The University of Texas at Tyler Health Science Center (UT Tyler HSC, UTTHSC) is the health science education branch of the University of Texas at Tyler (UT Tyler) academic campus in Tyler, Texas on U.S. Highway 271. UT Tyler HSC was chartered in 1977 by the University of Texas System Board of Regents. UTHSCT is the only academic medical centre in Northeast Texas. UT Tyler HSC was originally named "East Texas Tuberculosis Sanitarium", established in 1947 as a tuberculosis treatment facility at the location of the retired World War II U.S. Army Infantry Training Base called Camp Fannin. It eventually became a state hospital known as the East Texas Chest Hospital. Following the 1977 acquisition by The University of Texas System, it became The University of Texas Health Science Center at Tyler (UTSHCT).

The institution served Northeast Texas, like UT Health Northeast, until the 2018 expansion of clinical operations through a merger with the former East Texas Medical Center to form the clinical affiliate, UT Health East Texas (UTHET).

==Academics==
While research has long been a part of its history, residency programs started in 1985 with Family Practice. With a focus on training health professionals, an occupational medicine residency program was added in 1994, an internal medicine residency in 2010, and rural family medicine and psychiatry in 2016. With the addition of the clinical affiliate, UT Health East Texas, plans are underway to extend residency programs in general surgery, trauma surgery, and expand the internal medicine program. In addition to the graduate medical education, in 2012 the School of Medical Biological Sciences was established, offering a Master of Science degree in biotechnology. The first class began in August 2012 and the first degree was awarded in 2013. In 2016, the School of Community and Rural Health was established, offering a master's degree in Public Health (2017) and a master's in Health Administration (2019).

PROBLEM STATEMENT:
Copy the entire passage about the UT Tyler Health Science Center word for word. The lines that come next are separate material with no connection to this text.

EXTRACTED ENTRIES:
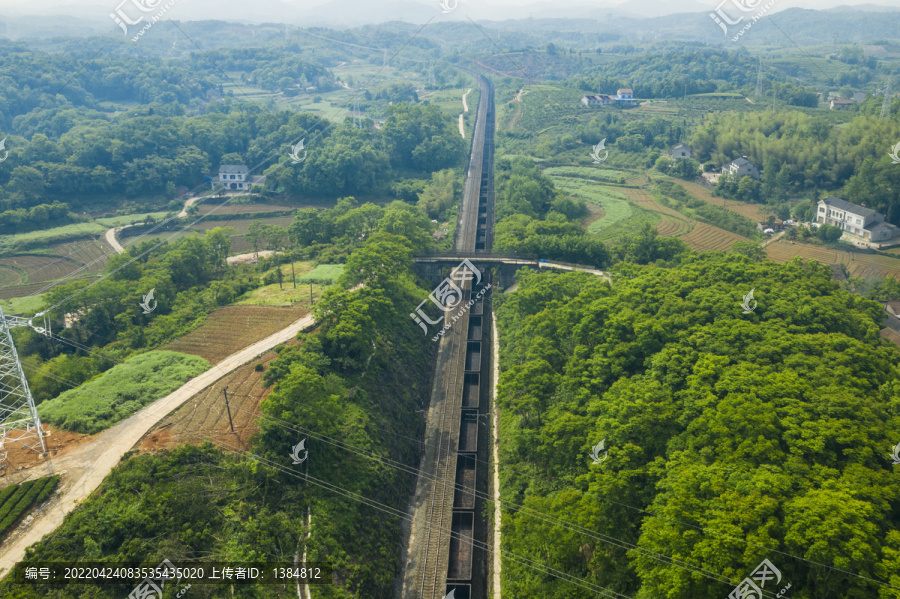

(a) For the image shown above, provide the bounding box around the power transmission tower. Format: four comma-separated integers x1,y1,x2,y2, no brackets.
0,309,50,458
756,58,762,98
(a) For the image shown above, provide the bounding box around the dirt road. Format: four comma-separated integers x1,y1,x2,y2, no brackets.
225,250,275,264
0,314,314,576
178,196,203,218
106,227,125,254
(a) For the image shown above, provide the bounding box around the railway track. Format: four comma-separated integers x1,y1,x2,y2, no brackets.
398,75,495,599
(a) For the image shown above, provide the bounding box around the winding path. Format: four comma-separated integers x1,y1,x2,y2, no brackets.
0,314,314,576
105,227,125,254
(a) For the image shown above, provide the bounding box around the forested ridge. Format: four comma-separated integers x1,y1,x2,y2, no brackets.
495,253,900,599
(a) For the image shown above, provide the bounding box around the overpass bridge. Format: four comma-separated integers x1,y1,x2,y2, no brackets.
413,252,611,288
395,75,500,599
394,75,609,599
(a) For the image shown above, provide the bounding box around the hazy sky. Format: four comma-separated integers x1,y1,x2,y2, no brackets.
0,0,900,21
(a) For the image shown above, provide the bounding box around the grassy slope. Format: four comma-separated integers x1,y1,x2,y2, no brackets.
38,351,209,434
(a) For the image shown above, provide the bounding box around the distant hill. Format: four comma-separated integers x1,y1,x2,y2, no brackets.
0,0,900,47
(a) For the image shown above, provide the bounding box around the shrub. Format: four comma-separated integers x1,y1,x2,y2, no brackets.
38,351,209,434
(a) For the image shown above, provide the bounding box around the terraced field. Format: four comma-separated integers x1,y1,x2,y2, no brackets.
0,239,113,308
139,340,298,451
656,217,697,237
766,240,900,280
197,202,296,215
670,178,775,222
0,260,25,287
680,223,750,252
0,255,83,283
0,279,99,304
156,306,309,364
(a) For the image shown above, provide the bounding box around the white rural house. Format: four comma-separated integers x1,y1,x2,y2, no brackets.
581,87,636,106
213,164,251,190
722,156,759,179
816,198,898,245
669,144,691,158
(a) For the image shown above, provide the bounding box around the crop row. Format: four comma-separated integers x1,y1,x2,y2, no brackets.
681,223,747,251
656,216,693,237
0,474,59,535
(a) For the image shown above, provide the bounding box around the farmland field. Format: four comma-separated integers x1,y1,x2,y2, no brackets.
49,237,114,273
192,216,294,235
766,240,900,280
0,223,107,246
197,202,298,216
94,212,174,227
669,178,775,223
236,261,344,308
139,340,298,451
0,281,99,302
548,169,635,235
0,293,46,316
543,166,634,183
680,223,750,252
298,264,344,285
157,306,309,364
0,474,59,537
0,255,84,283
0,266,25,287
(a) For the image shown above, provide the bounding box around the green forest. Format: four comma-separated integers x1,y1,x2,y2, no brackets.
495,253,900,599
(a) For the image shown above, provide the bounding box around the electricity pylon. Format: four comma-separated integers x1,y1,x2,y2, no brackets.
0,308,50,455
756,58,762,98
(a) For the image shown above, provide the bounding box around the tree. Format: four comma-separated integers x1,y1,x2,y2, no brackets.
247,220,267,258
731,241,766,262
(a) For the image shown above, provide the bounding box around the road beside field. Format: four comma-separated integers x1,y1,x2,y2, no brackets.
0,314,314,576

RESULT OF THIS TASK:
The University of Texas at Tyler Health Science Center (UT Tyler HSC, UTTHSC) is the health science education branch of the University of Texas at Tyler (UT Tyler) academic campus in Tyler, Texas on U.S. Highway 271. UT Tyler HSC was chartered in 1977 by the University of Texas System Board of Regents. UTHSCT is the only academic medical centre in Northeast Texas. UT Tyler HSC was originally named "East Texas Tuberculosis Sanitarium", established in 1947 as a tuberculosis treatment facility at the location of the retired World War II U.S. Army Infantry Training Base called Camp Fannin. It eventually became a state hospital known as the East Texas Chest Hospital. Following the 1977 acquisition by The University of Texas System, it became The University of Texas Health Science Center at Tyler (UTSHCT).

The institution served Northeast Texas, like UT Health Northeast, until the 2018 expansion of clinical operations through a merger with the former East Texas Medical Center to form the clinical affiliate, UT Health East Texas (UTHET).

==Academics==
While research has long been a part of its history, residency programs started in 1985 with Family Practice. With a focus on training health professionals, an occupational medicine residency program was added in 1994, an internal medicine residency in 2010, and rural family medicine and psychiatry in 2016. With the addition of the clinical affiliate, UT Health East Texas, plans are underway to extend residency programs in general surgery, trauma surgery, and expand the internal medicine program. In addition to the graduate medical education, in 2012 the School of Medical Biological Sciences was established, offering a Master of Science degree in biotechnology. The first class began in August 2012 and the first degree was awarded in 2013. In 2016, the School of Community and Rural Health was established, offering a master's degree in Public Health (2017) and a master's in Health Administration (2019).